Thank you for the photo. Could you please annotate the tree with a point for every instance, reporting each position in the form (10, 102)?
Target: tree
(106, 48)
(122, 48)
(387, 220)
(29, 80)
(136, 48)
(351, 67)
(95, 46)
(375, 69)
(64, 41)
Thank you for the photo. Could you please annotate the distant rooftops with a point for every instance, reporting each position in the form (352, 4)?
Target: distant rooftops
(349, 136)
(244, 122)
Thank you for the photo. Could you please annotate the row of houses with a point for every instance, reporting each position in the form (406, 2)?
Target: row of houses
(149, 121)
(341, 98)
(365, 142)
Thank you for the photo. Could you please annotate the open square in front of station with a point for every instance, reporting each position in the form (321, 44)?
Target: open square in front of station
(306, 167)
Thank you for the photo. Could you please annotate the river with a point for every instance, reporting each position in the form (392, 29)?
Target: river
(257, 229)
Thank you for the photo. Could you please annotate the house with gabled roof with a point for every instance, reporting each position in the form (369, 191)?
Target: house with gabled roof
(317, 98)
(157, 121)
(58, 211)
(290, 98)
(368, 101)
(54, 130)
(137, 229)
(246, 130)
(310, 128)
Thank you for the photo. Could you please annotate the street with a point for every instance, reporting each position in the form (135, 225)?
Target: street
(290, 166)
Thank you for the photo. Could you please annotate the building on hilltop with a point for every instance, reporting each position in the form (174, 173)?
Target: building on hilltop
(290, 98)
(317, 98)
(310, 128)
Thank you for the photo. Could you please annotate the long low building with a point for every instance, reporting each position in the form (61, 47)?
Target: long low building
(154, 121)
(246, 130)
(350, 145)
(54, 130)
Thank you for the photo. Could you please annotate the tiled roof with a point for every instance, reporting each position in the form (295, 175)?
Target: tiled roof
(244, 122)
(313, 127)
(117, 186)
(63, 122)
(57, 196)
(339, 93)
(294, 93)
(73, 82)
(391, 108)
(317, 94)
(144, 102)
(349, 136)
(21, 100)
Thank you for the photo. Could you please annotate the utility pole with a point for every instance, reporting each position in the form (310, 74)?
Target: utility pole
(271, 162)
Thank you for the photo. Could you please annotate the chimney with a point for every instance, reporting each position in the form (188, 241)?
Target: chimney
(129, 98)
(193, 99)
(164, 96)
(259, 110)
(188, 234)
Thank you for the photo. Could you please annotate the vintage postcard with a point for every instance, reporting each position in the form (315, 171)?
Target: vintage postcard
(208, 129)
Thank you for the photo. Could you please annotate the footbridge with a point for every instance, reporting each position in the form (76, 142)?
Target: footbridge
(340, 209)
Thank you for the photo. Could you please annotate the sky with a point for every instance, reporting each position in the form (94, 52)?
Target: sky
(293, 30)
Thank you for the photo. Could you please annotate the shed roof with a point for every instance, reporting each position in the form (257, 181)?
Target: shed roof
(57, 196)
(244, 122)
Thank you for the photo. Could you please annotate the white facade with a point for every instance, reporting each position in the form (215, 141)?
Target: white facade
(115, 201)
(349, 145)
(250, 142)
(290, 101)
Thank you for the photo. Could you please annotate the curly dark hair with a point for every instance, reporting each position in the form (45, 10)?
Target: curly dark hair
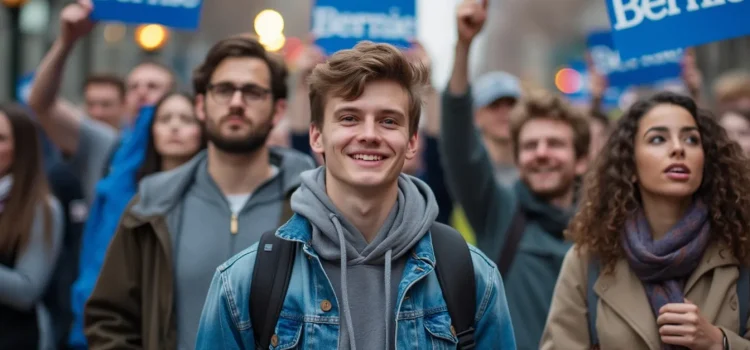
(609, 196)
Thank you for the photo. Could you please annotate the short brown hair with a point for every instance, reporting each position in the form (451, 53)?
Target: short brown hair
(106, 79)
(347, 72)
(732, 85)
(543, 104)
(239, 46)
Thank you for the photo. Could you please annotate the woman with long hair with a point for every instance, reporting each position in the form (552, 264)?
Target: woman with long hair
(31, 229)
(661, 237)
(176, 135)
(164, 137)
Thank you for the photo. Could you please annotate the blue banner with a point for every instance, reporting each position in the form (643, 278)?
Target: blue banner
(179, 14)
(645, 69)
(642, 27)
(341, 24)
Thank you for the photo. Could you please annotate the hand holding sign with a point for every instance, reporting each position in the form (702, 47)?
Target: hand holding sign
(471, 16)
(75, 22)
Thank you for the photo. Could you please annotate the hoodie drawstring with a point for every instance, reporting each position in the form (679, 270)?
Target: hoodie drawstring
(345, 290)
(387, 277)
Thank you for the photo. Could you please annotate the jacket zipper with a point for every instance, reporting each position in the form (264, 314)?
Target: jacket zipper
(233, 224)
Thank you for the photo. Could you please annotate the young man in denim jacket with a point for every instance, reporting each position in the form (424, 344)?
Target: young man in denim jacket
(364, 277)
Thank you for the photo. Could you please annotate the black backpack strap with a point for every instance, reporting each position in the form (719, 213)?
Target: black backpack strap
(513, 238)
(592, 300)
(286, 209)
(455, 272)
(273, 270)
(743, 294)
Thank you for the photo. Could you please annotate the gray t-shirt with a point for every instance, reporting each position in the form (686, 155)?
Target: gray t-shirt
(96, 143)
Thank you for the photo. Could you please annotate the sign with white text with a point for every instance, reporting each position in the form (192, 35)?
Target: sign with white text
(341, 24)
(180, 14)
(645, 69)
(641, 27)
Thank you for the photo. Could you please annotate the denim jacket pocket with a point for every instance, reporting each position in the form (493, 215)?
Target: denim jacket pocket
(438, 328)
(288, 333)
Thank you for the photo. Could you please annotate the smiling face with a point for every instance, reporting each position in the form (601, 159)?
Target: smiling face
(738, 129)
(176, 131)
(547, 157)
(668, 153)
(366, 141)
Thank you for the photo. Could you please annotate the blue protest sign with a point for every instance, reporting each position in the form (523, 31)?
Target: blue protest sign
(645, 69)
(580, 90)
(642, 27)
(341, 24)
(23, 88)
(180, 14)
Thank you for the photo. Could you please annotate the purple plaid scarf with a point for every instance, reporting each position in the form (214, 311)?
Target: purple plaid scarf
(663, 266)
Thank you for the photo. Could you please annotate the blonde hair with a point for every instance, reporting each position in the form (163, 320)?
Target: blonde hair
(347, 73)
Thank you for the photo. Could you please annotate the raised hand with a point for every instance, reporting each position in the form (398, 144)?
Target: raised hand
(471, 15)
(597, 81)
(417, 54)
(75, 22)
(309, 57)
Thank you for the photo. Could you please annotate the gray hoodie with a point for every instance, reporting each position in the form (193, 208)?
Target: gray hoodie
(199, 220)
(366, 269)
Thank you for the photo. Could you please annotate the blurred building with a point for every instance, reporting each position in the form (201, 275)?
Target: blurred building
(530, 38)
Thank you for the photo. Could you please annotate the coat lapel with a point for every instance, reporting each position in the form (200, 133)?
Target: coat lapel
(715, 256)
(624, 293)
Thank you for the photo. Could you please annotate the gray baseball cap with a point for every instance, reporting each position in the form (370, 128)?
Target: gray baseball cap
(493, 86)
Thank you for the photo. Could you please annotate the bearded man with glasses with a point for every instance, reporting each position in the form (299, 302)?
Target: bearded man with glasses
(184, 223)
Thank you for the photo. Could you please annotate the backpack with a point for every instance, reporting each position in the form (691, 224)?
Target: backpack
(743, 293)
(454, 268)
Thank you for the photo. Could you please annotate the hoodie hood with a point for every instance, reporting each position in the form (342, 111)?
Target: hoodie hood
(160, 192)
(334, 238)
(408, 221)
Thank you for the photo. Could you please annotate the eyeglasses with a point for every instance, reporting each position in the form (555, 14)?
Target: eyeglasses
(223, 92)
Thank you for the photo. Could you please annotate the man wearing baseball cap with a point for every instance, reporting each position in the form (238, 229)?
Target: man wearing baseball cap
(494, 96)
(519, 227)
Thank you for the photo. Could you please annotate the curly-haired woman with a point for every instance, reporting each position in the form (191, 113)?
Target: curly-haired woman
(665, 218)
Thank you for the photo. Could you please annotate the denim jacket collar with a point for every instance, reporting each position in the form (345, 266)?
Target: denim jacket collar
(299, 229)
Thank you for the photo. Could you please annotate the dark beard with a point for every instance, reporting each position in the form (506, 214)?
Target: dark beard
(253, 142)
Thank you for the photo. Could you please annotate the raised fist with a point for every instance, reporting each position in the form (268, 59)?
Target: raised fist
(75, 22)
(471, 15)
(309, 57)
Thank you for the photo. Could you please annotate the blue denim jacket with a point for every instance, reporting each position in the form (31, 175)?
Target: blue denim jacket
(422, 322)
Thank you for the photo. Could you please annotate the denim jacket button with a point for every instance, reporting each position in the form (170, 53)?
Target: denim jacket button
(325, 305)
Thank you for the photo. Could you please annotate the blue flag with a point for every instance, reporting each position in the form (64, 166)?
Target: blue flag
(641, 27)
(180, 14)
(641, 70)
(341, 24)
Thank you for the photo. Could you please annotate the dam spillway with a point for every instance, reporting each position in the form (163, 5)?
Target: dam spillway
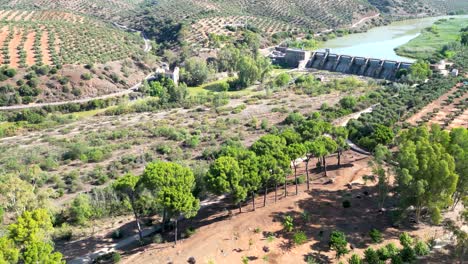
(370, 67)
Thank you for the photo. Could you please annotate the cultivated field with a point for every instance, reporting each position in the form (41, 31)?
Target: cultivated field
(57, 38)
(449, 111)
(433, 39)
(104, 9)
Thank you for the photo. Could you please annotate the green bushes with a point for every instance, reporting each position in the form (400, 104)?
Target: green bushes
(288, 223)
(338, 243)
(376, 236)
(299, 238)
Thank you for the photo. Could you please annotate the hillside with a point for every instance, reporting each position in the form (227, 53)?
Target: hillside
(109, 9)
(80, 57)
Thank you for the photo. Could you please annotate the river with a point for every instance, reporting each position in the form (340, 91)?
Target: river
(380, 42)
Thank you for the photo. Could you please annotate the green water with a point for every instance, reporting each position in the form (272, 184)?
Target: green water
(380, 42)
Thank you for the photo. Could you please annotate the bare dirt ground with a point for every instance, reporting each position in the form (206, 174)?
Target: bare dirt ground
(224, 239)
(45, 48)
(12, 47)
(29, 48)
(3, 34)
(441, 117)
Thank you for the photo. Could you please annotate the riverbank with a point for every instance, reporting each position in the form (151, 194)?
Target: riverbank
(381, 42)
(432, 39)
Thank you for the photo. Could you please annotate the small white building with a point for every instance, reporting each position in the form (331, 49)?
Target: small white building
(174, 74)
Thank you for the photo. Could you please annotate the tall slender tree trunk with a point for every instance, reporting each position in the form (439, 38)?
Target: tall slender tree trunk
(307, 174)
(324, 166)
(175, 233)
(164, 220)
(276, 191)
(137, 219)
(285, 185)
(253, 200)
(295, 176)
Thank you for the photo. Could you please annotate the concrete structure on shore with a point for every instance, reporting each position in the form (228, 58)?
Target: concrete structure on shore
(370, 67)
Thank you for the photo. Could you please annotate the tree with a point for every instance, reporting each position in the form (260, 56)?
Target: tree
(313, 149)
(458, 148)
(17, 195)
(296, 151)
(329, 147)
(81, 210)
(195, 72)
(126, 187)
(277, 163)
(371, 256)
(172, 186)
(9, 253)
(224, 176)
(381, 153)
(249, 167)
(426, 173)
(338, 243)
(355, 259)
(340, 135)
(420, 70)
(248, 72)
(31, 235)
(348, 102)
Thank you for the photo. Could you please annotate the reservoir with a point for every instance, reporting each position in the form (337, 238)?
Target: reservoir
(380, 42)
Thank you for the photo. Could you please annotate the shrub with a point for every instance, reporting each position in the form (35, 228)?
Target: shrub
(371, 256)
(288, 223)
(406, 240)
(383, 253)
(346, 204)
(376, 236)
(355, 259)
(158, 239)
(421, 248)
(117, 234)
(190, 231)
(407, 254)
(392, 250)
(116, 257)
(299, 238)
(86, 76)
(192, 142)
(338, 243)
(282, 79)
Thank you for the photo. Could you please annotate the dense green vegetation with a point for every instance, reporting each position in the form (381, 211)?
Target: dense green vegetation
(440, 39)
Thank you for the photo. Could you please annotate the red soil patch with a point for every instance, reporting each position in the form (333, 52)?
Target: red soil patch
(13, 48)
(3, 34)
(221, 238)
(461, 121)
(29, 48)
(29, 16)
(444, 111)
(45, 48)
(5, 13)
(12, 15)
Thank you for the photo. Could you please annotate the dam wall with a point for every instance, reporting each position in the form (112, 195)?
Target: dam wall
(370, 67)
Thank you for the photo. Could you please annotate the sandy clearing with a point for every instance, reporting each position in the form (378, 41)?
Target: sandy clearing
(45, 48)
(13, 48)
(3, 35)
(29, 48)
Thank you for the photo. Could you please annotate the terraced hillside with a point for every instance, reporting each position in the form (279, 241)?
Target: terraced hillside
(56, 38)
(105, 9)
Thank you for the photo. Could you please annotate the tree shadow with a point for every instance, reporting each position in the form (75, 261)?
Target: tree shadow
(323, 212)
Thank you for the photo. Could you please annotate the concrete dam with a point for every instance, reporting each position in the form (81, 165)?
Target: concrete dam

• [REQUIREMENT]:
Only one part of the material above is to be transcribed, namely the lines starting with the line that has "Target: small white building" and going on through the line that has "form (260, 56)?", exactly as they stand.

• [COMPLETED EXERCISE]:
Target: small white building
(174, 74)
Thank you for the photo. Could you please annotate the tall slender tree trunk with a point for every instance, reporting each position in the form (439, 38)?
Target: tall slender tree trunk
(307, 174)
(324, 166)
(175, 233)
(164, 220)
(276, 191)
(137, 219)
(285, 185)
(253, 200)
(295, 176)
Thank you for the photo. Could you please annotate the concrete structure on shore with a point for every instance, reporting each position in the form (228, 58)?
Target: concrete structure on shore
(370, 67)
Thank you for the photo. Could you please annotate the tree with a point for every instance, reporting each position in the form (260, 56)?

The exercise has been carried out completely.